**待办任务:** 将下列全部材料逐行整理为编号列表，略去空行，答复中不得包含图片。

**所给材料:**
::::::::::

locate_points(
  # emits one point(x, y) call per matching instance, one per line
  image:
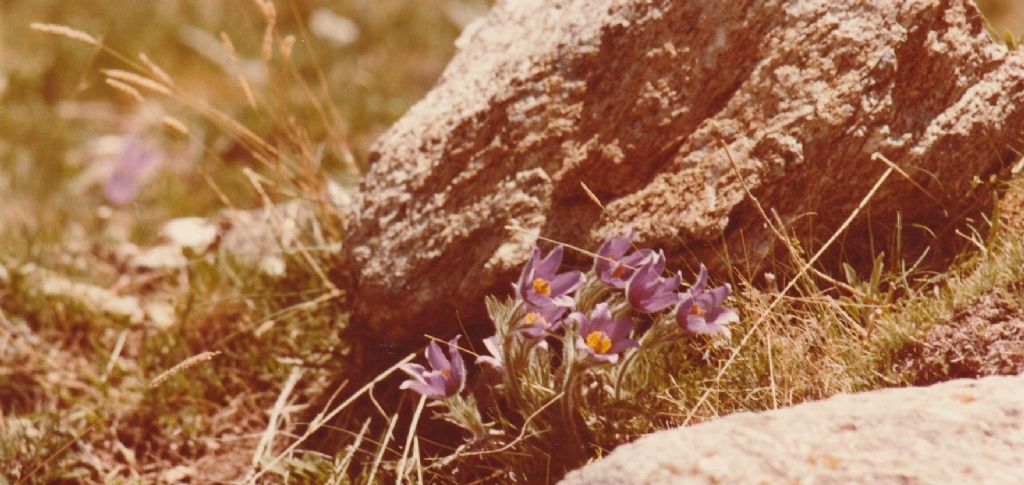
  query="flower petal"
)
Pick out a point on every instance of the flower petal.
point(458, 366)
point(701, 281)
point(623, 345)
point(422, 388)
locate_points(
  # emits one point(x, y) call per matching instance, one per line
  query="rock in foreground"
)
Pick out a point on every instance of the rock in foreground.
point(957, 432)
point(632, 97)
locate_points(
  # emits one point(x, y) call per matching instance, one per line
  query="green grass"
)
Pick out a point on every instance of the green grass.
point(76, 381)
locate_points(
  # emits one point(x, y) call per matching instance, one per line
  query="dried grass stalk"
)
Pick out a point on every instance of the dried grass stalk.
point(64, 31)
point(181, 366)
point(140, 81)
point(126, 88)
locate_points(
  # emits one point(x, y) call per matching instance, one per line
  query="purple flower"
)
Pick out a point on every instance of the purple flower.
point(542, 285)
point(122, 185)
point(613, 266)
point(648, 292)
point(602, 337)
point(700, 311)
point(445, 379)
point(540, 321)
point(497, 357)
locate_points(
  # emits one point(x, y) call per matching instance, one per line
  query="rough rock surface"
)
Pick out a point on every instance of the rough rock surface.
point(957, 432)
point(983, 339)
point(632, 97)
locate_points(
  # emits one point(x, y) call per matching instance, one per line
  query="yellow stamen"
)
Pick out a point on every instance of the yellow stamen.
point(542, 287)
point(534, 317)
point(599, 342)
point(696, 310)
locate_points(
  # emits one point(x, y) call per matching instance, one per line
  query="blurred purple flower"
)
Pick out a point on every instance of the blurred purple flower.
point(540, 321)
point(648, 292)
point(497, 357)
point(123, 183)
point(602, 337)
point(445, 379)
point(700, 311)
point(613, 266)
point(542, 285)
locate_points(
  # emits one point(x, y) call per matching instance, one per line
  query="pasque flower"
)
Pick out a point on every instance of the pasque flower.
point(602, 337)
point(446, 377)
point(700, 310)
point(648, 292)
point(542, 285)
point(613, 266)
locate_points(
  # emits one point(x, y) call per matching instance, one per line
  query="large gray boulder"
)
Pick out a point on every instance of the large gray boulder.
point(632, 97)
point(958, 432)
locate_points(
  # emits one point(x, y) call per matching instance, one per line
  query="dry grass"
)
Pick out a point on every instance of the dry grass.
point(260, 112)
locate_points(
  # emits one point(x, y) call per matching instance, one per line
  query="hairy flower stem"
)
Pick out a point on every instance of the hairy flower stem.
point(570, 388)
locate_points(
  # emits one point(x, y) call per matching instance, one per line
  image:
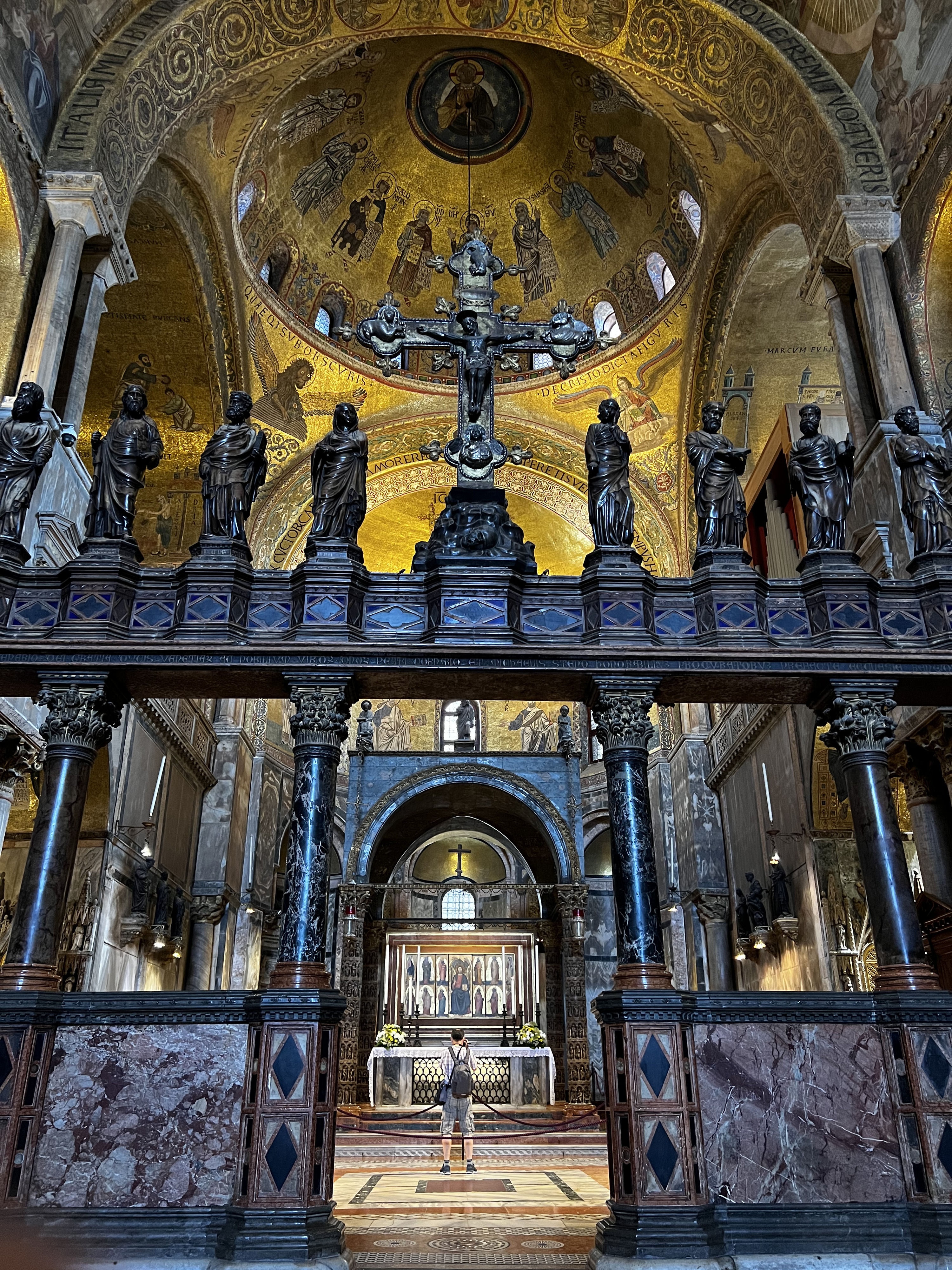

::::::::::

**练习答复:**
1. locate_points(
2.   # emits one point(x, y) call per matching instance, one per line
3.   image:
4.   query="flower petal"
5. )
6. Pick out a point on every instance of the flower petal.
7. point(458, 366)
8. point(701, 281)
9. point(623, 345)
10. point(422, 388)
11. locate_points(
12.   # emits one point(x, y) call per matching instance, one per line
13.   query="rock in foreground"
14. )
15. Pick out a point on every instance of the rock in foreground.
16. point(957, 432)
17. point(632, 97)
18. locate_points(
19.   # emits one point(x, y) call per matching instance, one per line
20.   query="green grass"
21. )
22. Pick out a point on every instance of the green grass.
23. point(76, 381)
24. locate_points(
25.   # emits one point(x, y) call per matching instance, one per line
26.   query="dried grass stalk"
27. )
28. Pick out a point on every instance of the dried grass stalk.
29. point(64, 31)
30. point(181, 366)
31. point(140, 81)
32. point(126, 88)
33. locate_points(
34.   # emits one point(x, y) call per matching instance, one per line
35.   query="purple flower"
36. )
37. Pick out a point on every instance of the purple flower.
38. point(542, 285)
39. point(122, 185)
40. point(613, 266)
41. point(648, 292)
42. point(602, 337)
43. point(700, 311)
44. point(445, 379)
45. point(540, 321)
46. point(497, 357)
47. locate_points(
48.   # emits one point(x, y) call per matching instance, one per line
49.   query="rough rock surface"
50. )
51. Pick out a point on every instance of the rough rock surface.
52. point(957, 432)
53. point(983, 339)
54. point(632, 97)
55. locate_points(
56.   # emits one point(x, y) call per matching instance, one per line
57.   query="yellow stamen"
58. )
59. Pick out a point on every instance of the yellow stamen.
60. point(542, 287)
61. point(534, 317)
62. point(599, 342)
63. point(696, 310)
64. locate_points(
65.   # emits one point(x, y) call per matching instance, one per line
66.   query="blurred purple flower"
67. )
68. Pick out a point on every instance of the blurred purple flower.
69. point(540, 321)
70. point(648, 292)
71. point(497, 357)
72. point(123, 183)
73. point(602, 337)
74. point(445, 379)
75. point(700, 311)
76. point(613, 266)
77. point(542, 285)
78. locate_points(
79.   # emits one point(x, y) call per matching instance, one per line
80.   query="pasque flower"
81. )
82. Pick out a point on every instance of the pasque flower.
83. point(602, 337)
84. point(446, 377)
85. point(700, 310)
86. point(648, 292)
87. point(542, 285)
88. point(613, 266)
89. locate_points(
90.   # emits one point(x, y) call per matching instance, one per line
91.   query="large gray boulder"
92. )
93. Pick out a point on every instance of the large gray boulder.
94. point(632, 97)
95. point(958, 432)
96. locate_points(
97.   # emits one point(x, y) call per matching instance, one per line
98.   query="dry grass"
99. )
100. Pick out a point on every instance of the dry grass.
101. point(260, 112)
102. locate_points(
103.   # emits one point(x, y) call per matching instance, one per line
104.   query="hairy flower stem"
105. )
106. Pick out a point on every instance of the hairy flower stem.
107. point(570, 388)
108. locate_points(
109.   # emits one point(x, y) call per matching instance, one per line
110.   image:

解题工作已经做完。